[To do]:
All records should be reproduced verbatim.

[Input for this task]:
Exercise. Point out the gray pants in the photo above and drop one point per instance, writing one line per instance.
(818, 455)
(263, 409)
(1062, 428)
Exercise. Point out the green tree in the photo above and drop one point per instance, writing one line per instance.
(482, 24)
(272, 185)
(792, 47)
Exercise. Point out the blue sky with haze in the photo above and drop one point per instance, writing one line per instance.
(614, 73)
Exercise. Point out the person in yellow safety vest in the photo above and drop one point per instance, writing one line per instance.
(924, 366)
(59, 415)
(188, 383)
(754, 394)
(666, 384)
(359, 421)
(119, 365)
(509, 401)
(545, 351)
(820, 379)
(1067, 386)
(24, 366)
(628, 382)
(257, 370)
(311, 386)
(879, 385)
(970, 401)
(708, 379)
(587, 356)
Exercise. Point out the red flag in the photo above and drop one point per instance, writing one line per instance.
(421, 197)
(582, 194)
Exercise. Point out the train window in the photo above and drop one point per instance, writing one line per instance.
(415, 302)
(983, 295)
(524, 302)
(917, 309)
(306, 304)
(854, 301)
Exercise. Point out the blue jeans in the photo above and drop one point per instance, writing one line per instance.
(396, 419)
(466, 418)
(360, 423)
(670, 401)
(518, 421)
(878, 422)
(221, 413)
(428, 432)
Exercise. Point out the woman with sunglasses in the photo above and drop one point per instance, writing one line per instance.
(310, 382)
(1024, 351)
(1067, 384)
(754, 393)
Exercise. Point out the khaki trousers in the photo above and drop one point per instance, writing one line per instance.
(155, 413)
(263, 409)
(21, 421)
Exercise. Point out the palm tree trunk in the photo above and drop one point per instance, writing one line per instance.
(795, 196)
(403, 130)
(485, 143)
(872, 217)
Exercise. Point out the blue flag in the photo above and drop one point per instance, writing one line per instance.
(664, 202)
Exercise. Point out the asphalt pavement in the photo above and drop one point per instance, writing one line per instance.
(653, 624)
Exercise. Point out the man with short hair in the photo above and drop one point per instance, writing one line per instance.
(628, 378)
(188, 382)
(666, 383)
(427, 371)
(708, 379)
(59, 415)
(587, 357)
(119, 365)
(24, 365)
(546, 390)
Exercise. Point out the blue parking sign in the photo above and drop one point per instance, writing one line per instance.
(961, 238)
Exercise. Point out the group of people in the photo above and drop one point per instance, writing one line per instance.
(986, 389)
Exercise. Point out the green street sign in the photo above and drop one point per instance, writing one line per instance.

[Worked solution]:
Exercise. Point out the gray pants in the photo above and drop one point per instance, writing one line per instance.
(818, 455)
(263, 409)
(1062, 428)
Exercise. Point out the green tree in the photo above and drop one point per instance, writing one line per instance.
(482, 24)
(272, 185)
(792, 47)
Exercise. Point out the blue sky with haze in the photo above and drop one point per instance, writing one line per instance.
(614, 73)
Exercise. Point out the person in yellow safety vest in the photo above and drop one point per instance, writing one line per instance.
(924, 366)
(59, 415)
(188, 383)
(754, 394)
(666, 384)
(359, 421)
(119, 365)
(509, 401)
(545, 351)
(820, 379)
(1067, 386)
(24, 366)
(628, 382)
(257, 370)
(311, 386)
(879, 385)
(970, 401)
(708, 379)
(587, 356)
Exercise. Point out the red flag in the photo above and drop one point per instance, writing one line per instance.
(421, 197)
(582, 194)
Exercise. Point out the train window in the photo above and drop one point per instance, writing one line per instance.
(415, 302)
(983, 295)
(524, 302)
(917, 309)
(306, 304)
(854, 301)
Exercise. Point out the blue jeans in the photo above and drop one point per instance, writing one line per instance.
(396, 419)
(466, 418)
(360, 423)
(670, 401)
(518, 421)
(878, 422)
(221, 413)
(428, 432)
Exercise. Point out the woman with sunglasses in the photo above and drop one point per instance, writing one line per instance.
(310, 382)
(1024, 351)
(1067, 384)
(754, 393)
Exercise. Point out the khaki trousers in the photo above and drop one point per instance, writing one line per instance.
(155, 413)
(263, 409)
(21, 421)
Exercise. Point out the palm tree trunk in the photo above and drop one point per instance, writing one line per instance.
(795, 196)
(403, 130)
(485, 143)
(872, 217)
Exercise. Point out the blue flag in the photo above and drop one point per instance, writing one line per instance.
(664, 202)
Exercise. Point out the asphalt pavement in the photo above and drop one point per instance, writing one line per instance.
(653, 624)
Exercise. Point out the man with short hair in the photo above and drop one point per instance, writing one line per instance.
(628, 378)
(188, 382)
(666, 383)
(427, 371)
(708, 379)
(59, 415)
(587, 357)
(119, 365)
(24, 365)
(546, 390)
Exercise. Point out the blue parking sign in the photo above and drop one point per instance, writing one line per instance.
(961, 238)
Exercise. Point out the group of people in the photo above and drop one point per instance, writing one line per instance.
(986, 389)
Exercise. Point out the green street sign in the photo above and drop one point per instance, writing one line per instance.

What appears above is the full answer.